Exercise directions
Below are some records; output exactly the lines from the line with "Spot eyeglasses in this frame." to the line with "Spot traffic light in this frame.", both ends kept, and nothing more.
────
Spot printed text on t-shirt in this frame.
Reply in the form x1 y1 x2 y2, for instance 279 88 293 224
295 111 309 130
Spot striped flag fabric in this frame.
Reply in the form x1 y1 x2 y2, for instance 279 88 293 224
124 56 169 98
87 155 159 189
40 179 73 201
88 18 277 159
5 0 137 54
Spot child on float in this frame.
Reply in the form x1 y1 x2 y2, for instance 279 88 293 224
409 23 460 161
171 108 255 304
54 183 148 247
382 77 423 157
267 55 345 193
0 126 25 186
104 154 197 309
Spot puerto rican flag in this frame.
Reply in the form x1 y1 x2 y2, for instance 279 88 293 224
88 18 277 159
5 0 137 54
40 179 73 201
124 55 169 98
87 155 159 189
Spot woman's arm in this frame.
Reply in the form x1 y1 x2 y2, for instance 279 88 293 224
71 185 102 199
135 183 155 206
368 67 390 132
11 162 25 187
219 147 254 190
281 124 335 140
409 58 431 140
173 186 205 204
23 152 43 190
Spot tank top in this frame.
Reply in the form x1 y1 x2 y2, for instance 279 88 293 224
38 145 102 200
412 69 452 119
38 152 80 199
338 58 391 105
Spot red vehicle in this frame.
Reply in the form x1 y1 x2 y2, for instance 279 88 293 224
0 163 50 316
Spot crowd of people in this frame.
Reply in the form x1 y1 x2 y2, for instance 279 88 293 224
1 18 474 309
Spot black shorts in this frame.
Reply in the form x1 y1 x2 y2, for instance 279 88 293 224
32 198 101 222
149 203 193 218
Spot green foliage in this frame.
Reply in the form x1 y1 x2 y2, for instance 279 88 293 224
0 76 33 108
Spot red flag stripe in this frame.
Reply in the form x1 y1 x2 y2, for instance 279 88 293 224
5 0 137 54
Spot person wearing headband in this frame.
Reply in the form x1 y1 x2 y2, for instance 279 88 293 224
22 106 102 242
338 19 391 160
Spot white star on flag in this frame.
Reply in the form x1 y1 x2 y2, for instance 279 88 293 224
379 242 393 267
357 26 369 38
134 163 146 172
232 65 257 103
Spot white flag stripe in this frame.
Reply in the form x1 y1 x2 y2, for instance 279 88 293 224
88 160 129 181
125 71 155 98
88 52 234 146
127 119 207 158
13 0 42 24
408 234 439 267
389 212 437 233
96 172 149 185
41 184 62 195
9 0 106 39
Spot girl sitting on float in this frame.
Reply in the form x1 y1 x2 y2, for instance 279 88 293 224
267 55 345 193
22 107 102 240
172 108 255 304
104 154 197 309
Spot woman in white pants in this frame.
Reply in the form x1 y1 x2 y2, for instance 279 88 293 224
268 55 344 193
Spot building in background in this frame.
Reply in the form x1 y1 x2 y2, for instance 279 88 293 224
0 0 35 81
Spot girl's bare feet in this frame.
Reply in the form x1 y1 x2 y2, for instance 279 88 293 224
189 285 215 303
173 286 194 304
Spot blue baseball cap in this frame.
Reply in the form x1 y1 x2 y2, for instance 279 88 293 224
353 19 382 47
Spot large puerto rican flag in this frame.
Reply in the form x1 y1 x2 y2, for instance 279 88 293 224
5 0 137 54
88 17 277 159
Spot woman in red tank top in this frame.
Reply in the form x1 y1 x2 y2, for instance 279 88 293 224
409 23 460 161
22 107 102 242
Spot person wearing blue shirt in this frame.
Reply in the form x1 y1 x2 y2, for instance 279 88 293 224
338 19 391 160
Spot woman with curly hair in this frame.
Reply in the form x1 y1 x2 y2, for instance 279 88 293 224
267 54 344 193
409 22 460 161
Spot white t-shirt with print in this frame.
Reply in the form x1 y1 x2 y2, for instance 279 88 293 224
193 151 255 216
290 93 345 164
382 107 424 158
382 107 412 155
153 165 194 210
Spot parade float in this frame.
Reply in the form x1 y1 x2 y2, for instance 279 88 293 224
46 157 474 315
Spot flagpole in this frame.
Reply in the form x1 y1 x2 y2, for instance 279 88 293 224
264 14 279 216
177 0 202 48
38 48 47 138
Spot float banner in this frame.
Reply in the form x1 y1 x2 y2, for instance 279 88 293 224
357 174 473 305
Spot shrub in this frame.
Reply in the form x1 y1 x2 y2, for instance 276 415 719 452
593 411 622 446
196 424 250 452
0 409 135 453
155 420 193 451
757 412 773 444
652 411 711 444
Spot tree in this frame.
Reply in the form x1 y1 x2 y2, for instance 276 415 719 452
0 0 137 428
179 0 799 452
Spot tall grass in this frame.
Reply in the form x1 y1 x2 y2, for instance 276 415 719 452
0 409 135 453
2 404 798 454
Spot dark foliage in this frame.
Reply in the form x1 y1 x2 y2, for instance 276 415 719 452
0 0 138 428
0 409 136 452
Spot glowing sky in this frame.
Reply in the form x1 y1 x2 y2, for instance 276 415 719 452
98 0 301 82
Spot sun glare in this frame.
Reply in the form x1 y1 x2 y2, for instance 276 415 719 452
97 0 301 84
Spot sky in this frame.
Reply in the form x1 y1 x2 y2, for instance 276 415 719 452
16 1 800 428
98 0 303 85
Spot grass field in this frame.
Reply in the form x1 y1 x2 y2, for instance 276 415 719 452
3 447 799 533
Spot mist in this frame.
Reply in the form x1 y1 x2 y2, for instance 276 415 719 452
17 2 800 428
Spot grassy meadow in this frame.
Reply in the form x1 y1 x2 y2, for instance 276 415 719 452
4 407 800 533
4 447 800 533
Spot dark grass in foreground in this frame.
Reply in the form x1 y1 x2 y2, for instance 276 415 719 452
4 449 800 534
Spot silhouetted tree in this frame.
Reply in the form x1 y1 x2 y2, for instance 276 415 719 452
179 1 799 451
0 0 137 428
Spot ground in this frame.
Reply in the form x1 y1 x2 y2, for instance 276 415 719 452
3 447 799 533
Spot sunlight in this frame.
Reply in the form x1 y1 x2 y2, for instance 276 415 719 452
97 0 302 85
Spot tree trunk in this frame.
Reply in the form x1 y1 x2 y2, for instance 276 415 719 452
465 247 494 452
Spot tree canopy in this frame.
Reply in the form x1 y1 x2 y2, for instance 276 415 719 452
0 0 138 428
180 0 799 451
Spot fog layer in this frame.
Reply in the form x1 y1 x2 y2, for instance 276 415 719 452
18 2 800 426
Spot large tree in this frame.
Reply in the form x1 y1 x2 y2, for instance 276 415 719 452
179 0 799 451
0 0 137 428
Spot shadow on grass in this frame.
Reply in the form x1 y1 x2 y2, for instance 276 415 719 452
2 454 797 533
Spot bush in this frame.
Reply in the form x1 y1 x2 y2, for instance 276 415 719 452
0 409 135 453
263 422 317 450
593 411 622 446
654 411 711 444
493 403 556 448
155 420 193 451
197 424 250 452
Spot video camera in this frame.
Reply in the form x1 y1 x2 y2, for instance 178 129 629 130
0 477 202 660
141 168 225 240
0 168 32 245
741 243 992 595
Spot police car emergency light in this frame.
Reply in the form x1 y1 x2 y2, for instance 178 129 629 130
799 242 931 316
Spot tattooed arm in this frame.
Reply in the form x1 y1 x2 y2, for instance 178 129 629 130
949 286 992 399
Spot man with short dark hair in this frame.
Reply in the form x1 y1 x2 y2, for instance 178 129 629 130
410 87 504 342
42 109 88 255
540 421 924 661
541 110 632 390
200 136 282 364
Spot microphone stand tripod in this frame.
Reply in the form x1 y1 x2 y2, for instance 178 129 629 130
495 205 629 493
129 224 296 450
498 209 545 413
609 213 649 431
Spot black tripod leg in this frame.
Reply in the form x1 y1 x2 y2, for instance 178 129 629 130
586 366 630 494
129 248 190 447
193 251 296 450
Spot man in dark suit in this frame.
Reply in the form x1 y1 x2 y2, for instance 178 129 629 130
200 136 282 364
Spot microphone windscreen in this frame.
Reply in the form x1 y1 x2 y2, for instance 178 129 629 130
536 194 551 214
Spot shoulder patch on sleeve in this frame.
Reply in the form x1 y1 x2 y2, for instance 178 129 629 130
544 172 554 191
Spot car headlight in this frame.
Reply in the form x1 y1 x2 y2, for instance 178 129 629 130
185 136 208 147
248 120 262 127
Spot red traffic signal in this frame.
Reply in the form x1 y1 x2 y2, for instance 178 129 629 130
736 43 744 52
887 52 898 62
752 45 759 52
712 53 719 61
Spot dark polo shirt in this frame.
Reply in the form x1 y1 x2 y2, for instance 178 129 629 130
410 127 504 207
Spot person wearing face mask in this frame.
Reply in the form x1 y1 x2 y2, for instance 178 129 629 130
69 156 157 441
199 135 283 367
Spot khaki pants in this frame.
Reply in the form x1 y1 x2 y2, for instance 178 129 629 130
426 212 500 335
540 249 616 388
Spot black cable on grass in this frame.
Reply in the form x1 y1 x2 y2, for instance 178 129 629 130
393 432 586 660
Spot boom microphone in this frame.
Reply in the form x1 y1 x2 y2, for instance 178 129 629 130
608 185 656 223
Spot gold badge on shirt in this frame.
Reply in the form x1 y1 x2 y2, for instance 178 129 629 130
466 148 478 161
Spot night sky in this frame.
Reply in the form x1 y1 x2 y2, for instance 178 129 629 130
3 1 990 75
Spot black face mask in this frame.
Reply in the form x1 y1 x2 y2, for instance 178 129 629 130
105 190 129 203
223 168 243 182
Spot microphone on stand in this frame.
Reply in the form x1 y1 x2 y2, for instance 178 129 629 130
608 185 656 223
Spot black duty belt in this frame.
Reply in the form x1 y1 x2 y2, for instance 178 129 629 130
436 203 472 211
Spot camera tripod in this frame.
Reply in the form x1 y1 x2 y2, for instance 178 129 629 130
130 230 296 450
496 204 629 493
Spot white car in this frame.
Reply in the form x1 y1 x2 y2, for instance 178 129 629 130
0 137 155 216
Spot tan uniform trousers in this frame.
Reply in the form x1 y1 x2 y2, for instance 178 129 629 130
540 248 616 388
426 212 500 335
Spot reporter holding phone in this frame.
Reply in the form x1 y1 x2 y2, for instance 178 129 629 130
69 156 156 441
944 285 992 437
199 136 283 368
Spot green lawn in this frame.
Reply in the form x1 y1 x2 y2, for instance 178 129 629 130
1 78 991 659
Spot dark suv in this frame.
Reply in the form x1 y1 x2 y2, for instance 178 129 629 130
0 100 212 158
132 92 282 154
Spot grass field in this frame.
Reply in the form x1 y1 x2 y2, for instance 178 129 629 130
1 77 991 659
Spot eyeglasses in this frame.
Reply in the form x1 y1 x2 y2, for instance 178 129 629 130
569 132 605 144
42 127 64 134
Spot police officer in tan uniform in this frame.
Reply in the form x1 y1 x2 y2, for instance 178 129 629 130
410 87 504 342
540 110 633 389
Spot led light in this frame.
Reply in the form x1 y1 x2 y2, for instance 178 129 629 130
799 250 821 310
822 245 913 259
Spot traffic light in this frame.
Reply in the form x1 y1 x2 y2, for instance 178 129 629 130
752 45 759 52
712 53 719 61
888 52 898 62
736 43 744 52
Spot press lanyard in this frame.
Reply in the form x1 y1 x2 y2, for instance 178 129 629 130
────
Task solution
Spot eyeglasses in this frame.
Reply in the form x1 y1 x2 y2, for instance 178 129 629 130
569 132 605 144
42 127 64 134
Spot police officer in tan uniform in this frame.
Reply in the form x1 y1 x2 y2, for instance 178 129 629 130
410 87 504 342
540 110 633 389
Spot led light in this frame.
Reply in the form x1 y1 x2 y2, for instance 178 129 629 130
799 250 821 310
822 245 913 259
Spot traffic light in this frame.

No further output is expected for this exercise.